**Objective**
Pull out each line of the items below that contains the word "backsplash" and copy those lines.

— Start —

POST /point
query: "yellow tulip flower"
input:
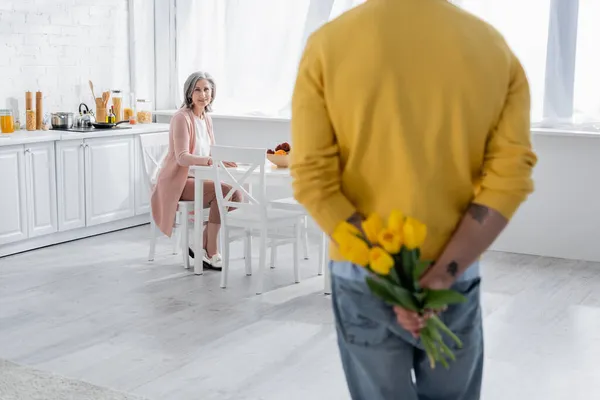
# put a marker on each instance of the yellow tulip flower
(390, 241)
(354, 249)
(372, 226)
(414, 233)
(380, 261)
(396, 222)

— End —
— Start —

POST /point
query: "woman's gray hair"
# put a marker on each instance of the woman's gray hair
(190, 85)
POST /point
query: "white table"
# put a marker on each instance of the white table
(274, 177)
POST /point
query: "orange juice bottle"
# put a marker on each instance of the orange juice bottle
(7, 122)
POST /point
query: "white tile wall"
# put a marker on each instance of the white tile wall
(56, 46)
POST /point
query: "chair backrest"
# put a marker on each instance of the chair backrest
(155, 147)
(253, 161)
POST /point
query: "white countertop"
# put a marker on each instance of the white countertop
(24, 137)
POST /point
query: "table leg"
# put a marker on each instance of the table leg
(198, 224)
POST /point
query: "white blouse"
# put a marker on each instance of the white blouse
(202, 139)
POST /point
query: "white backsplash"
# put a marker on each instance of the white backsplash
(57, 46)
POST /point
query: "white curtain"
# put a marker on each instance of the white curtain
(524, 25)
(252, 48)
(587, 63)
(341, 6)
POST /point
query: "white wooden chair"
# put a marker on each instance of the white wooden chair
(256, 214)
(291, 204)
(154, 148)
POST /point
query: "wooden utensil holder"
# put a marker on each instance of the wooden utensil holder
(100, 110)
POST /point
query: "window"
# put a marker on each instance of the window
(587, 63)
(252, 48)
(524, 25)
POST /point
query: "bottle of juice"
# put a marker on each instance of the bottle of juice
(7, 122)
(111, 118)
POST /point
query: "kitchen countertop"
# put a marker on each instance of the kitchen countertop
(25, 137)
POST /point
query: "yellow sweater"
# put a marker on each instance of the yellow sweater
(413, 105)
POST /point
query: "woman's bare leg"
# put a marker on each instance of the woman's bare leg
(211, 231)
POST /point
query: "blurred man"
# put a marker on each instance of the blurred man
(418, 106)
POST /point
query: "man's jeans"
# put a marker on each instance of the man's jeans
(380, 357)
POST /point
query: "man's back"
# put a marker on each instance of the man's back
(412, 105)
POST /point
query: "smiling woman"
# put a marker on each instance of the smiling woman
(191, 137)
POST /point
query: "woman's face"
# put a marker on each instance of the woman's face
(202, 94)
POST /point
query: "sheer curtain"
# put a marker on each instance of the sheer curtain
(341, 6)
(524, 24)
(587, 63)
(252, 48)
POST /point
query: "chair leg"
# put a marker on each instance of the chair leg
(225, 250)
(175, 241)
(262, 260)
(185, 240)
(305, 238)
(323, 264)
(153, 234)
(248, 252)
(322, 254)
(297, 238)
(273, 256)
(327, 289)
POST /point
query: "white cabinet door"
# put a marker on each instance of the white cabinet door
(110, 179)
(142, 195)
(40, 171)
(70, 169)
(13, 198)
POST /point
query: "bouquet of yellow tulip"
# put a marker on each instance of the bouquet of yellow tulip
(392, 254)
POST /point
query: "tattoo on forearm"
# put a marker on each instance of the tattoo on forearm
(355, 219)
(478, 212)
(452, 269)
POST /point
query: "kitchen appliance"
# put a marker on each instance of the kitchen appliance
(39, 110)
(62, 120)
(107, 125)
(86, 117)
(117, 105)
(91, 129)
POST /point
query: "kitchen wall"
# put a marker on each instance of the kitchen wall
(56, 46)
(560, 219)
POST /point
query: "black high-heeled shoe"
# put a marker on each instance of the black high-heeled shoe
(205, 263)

— End —

**Exercise answer**
query: "white backsplash"
# put a marker on each instance of the white backsplash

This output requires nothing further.